The signing ceremony of the United Nations Charter
in San Francisco was, in a sense, a universal pledge to
renounce the use of force, to embrace peaceful coexistence
and to shun the power politics of blackmail and hegemony.
Regardless, the world continued to live thereafter in an
environment that differed from the vision of the founding
fathers of the United Nations. The intense bipolar strife that
followed plunged the world in the maelstrom of a cold war
that lasted for some five decades and spawned numerous
regional conflicts with which the United Nations dealt
within the constraints imposed by big Power rivalries. The
inability to act was not due to impotence on the part of the
United Nations but was the direct result of that bipolar
rivalry. Notwithstanding, the Organization did manage to
demonstrate its effectiveness in many a peace-keeping
operation it undertook over the past decades and did
manage to pacify many a volatile area.
In point of fact, experience has shown, over the past
few decades, that the presence of the United Nations in the
areas of tension did prevent the eruption of conflict and war
in several flash points while its absence increased the
chances of war. In all this, the United Nations has been a
true reflection of the will of its Member States and, during
the cold war, it provided a war-prevention mechanism by
creating buffer zones between the belligerents. It was
effective in containing tensions and in creating a climate of
peaceful negotiation.

# RECORDS FOR PROCESSING:
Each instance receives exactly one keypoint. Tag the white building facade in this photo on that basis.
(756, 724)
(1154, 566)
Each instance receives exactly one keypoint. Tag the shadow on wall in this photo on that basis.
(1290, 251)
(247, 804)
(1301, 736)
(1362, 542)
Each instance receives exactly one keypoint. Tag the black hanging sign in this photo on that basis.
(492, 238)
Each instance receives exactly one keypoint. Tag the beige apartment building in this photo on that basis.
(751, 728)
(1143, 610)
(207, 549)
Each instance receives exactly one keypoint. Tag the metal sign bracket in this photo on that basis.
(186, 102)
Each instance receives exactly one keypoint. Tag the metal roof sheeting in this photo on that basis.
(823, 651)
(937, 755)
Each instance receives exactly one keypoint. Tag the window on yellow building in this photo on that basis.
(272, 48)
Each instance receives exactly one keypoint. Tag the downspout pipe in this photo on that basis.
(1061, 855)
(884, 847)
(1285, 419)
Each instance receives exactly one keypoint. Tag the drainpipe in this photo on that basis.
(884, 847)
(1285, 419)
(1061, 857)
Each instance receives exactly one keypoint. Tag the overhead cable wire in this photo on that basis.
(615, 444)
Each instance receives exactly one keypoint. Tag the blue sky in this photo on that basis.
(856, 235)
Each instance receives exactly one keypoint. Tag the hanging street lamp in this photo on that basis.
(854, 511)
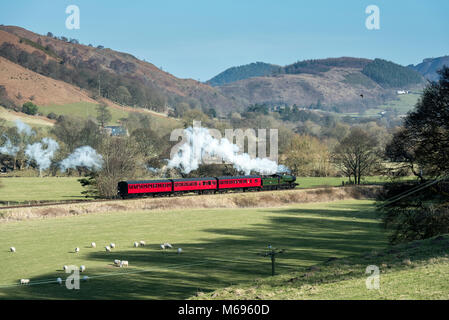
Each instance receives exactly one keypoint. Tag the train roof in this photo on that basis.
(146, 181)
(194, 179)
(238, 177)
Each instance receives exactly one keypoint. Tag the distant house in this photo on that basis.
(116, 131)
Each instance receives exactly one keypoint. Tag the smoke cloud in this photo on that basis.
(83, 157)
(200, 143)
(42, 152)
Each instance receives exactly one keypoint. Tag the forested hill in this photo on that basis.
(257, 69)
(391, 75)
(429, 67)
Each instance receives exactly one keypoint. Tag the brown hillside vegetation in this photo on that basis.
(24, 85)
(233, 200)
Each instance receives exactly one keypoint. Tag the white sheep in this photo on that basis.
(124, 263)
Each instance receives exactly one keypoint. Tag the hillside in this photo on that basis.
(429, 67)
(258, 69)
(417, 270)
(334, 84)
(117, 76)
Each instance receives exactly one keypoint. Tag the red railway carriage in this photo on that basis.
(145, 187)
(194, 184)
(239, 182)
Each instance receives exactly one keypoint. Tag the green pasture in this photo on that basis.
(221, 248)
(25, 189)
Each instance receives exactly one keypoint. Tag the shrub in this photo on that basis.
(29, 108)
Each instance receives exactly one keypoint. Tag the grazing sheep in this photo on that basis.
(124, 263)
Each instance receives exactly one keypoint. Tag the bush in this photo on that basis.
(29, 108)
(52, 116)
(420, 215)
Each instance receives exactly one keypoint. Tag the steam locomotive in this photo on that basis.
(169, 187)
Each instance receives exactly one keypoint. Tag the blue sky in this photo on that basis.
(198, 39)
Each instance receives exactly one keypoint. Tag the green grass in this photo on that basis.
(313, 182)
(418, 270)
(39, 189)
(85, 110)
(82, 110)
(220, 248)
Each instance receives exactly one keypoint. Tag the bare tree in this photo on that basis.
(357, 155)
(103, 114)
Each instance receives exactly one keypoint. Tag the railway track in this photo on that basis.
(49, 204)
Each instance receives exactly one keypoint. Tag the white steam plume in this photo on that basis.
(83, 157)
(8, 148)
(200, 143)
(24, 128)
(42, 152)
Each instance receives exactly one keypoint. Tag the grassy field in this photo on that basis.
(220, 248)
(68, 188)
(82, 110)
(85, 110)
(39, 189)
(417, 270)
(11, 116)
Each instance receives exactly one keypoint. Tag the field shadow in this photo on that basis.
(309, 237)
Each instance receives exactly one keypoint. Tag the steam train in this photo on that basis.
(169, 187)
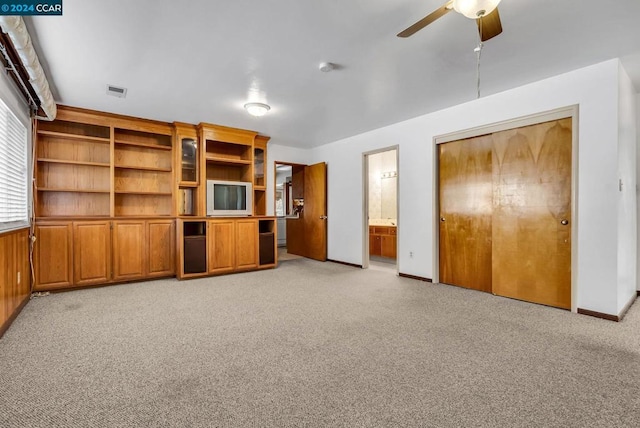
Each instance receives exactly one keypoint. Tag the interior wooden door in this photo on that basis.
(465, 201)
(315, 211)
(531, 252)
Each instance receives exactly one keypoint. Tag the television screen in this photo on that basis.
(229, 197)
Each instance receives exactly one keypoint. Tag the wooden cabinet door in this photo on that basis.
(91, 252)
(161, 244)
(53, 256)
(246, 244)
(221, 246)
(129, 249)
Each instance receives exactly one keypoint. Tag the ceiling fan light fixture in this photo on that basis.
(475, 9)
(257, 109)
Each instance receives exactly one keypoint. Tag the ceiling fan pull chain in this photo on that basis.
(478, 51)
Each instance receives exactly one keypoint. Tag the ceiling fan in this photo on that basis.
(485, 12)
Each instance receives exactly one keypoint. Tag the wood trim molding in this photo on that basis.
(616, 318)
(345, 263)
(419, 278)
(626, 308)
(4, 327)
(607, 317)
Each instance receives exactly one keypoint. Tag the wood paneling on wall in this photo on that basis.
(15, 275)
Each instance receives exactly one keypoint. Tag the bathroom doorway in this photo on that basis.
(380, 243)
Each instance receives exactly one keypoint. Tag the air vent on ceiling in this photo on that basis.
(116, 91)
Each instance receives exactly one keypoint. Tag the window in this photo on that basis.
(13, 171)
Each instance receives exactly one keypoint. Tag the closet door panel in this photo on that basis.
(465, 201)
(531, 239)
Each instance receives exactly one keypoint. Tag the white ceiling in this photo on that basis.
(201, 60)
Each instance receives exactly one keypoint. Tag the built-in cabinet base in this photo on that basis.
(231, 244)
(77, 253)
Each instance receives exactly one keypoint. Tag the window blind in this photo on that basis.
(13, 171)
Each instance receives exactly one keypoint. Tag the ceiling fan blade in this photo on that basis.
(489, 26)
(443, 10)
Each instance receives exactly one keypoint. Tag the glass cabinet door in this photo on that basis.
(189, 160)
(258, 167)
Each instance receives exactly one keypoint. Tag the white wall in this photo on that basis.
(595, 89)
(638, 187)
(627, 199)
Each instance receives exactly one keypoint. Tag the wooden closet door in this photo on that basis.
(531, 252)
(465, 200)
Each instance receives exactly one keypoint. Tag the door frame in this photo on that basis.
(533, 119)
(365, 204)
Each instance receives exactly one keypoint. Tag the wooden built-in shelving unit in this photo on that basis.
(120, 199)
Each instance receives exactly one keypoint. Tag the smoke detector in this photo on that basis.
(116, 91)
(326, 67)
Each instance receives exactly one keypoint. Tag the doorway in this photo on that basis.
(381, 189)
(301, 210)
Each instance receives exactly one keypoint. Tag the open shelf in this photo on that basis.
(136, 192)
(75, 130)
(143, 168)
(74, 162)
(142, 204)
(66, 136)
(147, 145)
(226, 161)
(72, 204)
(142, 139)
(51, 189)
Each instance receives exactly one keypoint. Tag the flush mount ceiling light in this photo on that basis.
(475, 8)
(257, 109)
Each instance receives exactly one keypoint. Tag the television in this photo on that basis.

# CHALLENGES:
1. Please turn the entries into a JSON list of strings, one per line, starting at their first line and stopping after the line that contains "(1362, 542)". Leave out blank lines.
2. Go on with the passage about the United Nations during the cold war, starting after its last sentence.

# THE RESULTS:
1.
[
  "Each instance receives exactly one keypoint. Tag the white building facade in this photo on that basis.",
  "(756, 724)",
  "(1154, 566)",
  "Each instance receives exactly one keypoint. Tag the shadow on wall in this photo on that basis.",
  "(1290, 251)",
  "(247, 804)",
  "(1301, 736)",
  "(1362, 542)"
]

2.
Over the years, the United Nations system has
developed an array of effective and credible mechanisms,
and gained wide-ranging experience and undoubted
credibility that are employed to the common benefit of
mankind. Over the past 50 years, since the adoption of its
Charter, the United Nations has worked consistently to
give real meaning to the dream of peoples all over the
world, that of saving
“succeeding generations from the scourge of war,
which ... has brought untold sorrow to mankind” —
as expressed in the opening paragraph of the Charter. In
large measure, the United Nations has lived up to its
initial commitment.
Once the cold-war chapter was closed, the world
started to edge towards rapprochement and meaningful
dialogue. Once the arms race ended, an intense
development-race started. The territorial-gains mentality
gave way to a new commitment to intensive human
development. Thus the new challenge facing our world
now is the fulfilment of the immediate concerns of the
human person and his or her right to live in dignity.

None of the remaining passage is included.